Aim of the exercise
With the listing in front of you, retype it exactly.

Provided records

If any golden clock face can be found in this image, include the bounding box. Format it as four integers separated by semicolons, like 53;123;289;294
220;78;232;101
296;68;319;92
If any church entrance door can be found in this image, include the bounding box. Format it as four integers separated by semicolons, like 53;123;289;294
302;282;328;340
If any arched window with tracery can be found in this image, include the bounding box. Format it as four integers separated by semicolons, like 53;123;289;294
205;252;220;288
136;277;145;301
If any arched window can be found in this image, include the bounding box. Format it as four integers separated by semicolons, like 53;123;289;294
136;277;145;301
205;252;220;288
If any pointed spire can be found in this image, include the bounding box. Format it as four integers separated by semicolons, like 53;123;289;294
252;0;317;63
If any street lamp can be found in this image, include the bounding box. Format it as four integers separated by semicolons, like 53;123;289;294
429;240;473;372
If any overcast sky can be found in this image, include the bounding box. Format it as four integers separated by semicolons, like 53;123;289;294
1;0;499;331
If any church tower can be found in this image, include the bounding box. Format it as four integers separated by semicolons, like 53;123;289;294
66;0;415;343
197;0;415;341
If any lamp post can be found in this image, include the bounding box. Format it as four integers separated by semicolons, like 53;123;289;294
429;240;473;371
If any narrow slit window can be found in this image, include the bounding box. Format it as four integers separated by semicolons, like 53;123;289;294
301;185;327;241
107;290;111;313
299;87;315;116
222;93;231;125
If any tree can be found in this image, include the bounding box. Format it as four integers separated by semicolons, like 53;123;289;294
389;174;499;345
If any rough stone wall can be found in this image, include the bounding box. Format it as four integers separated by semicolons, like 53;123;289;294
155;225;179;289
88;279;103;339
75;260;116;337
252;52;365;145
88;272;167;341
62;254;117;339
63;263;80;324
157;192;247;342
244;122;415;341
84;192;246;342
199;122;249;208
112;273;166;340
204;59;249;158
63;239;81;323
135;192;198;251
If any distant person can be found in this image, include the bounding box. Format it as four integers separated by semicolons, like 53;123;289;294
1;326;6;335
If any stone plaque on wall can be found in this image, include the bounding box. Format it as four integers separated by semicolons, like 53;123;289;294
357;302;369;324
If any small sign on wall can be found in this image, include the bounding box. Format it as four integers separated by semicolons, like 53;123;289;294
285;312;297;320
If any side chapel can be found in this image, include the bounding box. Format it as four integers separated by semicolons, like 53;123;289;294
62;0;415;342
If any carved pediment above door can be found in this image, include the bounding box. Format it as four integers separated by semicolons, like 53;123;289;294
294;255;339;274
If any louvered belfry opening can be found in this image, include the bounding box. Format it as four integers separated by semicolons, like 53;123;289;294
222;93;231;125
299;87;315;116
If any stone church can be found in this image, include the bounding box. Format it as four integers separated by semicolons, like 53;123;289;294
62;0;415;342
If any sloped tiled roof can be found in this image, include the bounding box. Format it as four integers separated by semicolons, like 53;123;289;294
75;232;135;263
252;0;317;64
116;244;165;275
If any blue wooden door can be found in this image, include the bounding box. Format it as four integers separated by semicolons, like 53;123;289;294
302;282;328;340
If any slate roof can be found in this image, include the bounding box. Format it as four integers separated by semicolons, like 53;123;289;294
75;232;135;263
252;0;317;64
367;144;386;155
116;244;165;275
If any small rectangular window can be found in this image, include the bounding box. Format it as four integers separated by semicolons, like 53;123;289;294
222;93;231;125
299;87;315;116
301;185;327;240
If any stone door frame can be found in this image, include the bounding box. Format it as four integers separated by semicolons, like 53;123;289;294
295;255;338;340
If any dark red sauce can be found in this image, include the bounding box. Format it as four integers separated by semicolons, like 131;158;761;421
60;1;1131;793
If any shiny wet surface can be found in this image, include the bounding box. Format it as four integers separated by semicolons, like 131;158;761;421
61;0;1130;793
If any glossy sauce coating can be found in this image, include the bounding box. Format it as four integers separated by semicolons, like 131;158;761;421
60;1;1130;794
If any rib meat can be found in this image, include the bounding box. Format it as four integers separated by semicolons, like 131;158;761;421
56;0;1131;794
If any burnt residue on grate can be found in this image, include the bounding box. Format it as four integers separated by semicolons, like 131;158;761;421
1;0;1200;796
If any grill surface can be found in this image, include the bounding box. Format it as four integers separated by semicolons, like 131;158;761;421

Task response
If any golden clock face can be found in this image, include the bounding box. Format it as four integers separated by semicolons, like 53;123;289;294
220;78;232;101
296;68;319;92
If any church entrance door can be found in this image, include the bounding box. Format it as four integers separated by semicolons, like 53;123;289;294
302;282;328;340
If any arched window with tracery can be found in this image, include the bounding box. Format it as four integers separated by semicolons, like 53;123;289;294
205;252;220;288
136;277;145;301
If any arched window can be found in this image, include the bounding box. Format it as four integers separated by semicolons, like 53;123;289;294
136;277;145;301
205;252;220;288
If any pointed spire can be found in this image, include the bounding box. Format it as four integers separated by semicolons, like 53;123;289;294
252;0;317;63
If any street lamp can be found in this image, include the bounding box. Format it as four integers separated by semicolons, like 53;123;289;294
429;240;473;372
If any overcast sky can be found in this image, include the bounding box. Format it as four integers separated by semicolons, like 53;123;289;294
1;0;499;331
If any church tower can be found in this image, include the bounding box. Format it as four integers separated by semicolons, like 53;123;289;294
66;0;415;343
197;0;415;341
If any lamp post can be found in this image, include the bounding box. Format it as four integers separated by semicolons, like 53;123;289;294
429;240;473;371
If any narrow slit window can be found in this image, include the bounding box. Format it as four integers separated by semicolons, like 53;123;289;294
301;185;327;241
107;290;111;313
299;87;315;116
222;93;231;125
If any tree can be found in this image, include the bounding box. Format it as four integers separated by semicolons, like 53;123;289;294
389;174;499;345
If any rough stone wall can be found in this image, include the bounding box. Format it as four integers separated by semicolons, like 53;123;289;294
155;225;179;289
88;279;103;339
75;260;116;337
252;52;365;145
88;272;167;341
62;254;117;339
63;263;80;324
157;192;247;342
244;122;415;341
84;192;246;342
199;122;249;208
112;273;166;340
204;59;249;158
63;239;81;323
135;192;198;251
If any distant person can be found in this image, include the bounding box. Format it as four integers separated by semicolons, like 53;123;289;294
1;326;6;335
If any stone plaque on wall can be found in this image, include the bounding box. Format it as four integers separated by semicolons, like 53;123;289;294
357;302;369;324
If any small sign on wall can be found in this image, include the bounding box. Format it as four integers separated by semicolons, like 53;123;289;294
285;312;297;320
If any side chapel can be found in this image, include the bounding box. Format it as four integers separated by semicolons, like 53;123;289;294
62;0;415;342
If any carved pediment above door can be found in this image, include the bounding box. Format it as four integers separated by semicolons, like 53;123;289;294
294;255;339;274
If any louvered belfry opening can be found in this image, include the bounding box. Format it as four integers separated by semicolons, like 53;123;289;294
222;93;231;125
299;87;315;116
If any stone church can be found in this image, include the bounding box. Format it as four integers separated by semicolons, like 53;123;289;294
62;0;415;342
If any sloped tiled roof can be found in this image, include the bounding box. Format it as four integers separated by semicolons, like 53;123;289;294
75;232;135;263
252;0;317;64
116;244;165;275
If any blue wooden door can be found in this image, include the bounding box. Format it as four integers separated by semicolons, like 53;123;289;294
302;282;328;340
If any slate roof can be found in this image, include the bounding box. Format it as four integers separated by semicolons, like 53;123;289;294
75;232;135;263
252;0;317;64
367;144;386;155
116;244;165;275
If any small rectangular window can be found in this image, include the bounding box. Format it as four integers separated by semicolons, like 53;123;289;294
222;93;231;125
299;87;315;116
301;185;327;240
If any stone door frame can be found in this image, include the bounding box. Format it as four integers separated by semicolons, like 53;123;289;294
295;255;338;340
If any dark red sauce can be found in this image, include the bounding box. Format it as four integers separated by semicolons, like 131;158;761;421
60;1;1131;793
If any shiny wet surface can be found in this image, include the bounding box. Format it as four integers separated by semicolons, like 131;158;761;421
61;0;1130;793
If any glossy sauce coating can be found in this image, include the bounding box. Format it as four integers separated by semicolons, like 131;158;761;421
60;1;1130;794
If any rib meat can be found in this image, include the bounding box. Format it as four integers separated by semicolons, like 131;158;761;421
56;0;1131;794
If any burnt residue on grate can be found in this image, include the bounding box. Format it as four integers separated by semicolons, like 131;158;761;421
1;0;1200;796
If any grill surface can be found in this image, include the bounding box. Format it as four integers separated by semicolons, like 131;158;761;421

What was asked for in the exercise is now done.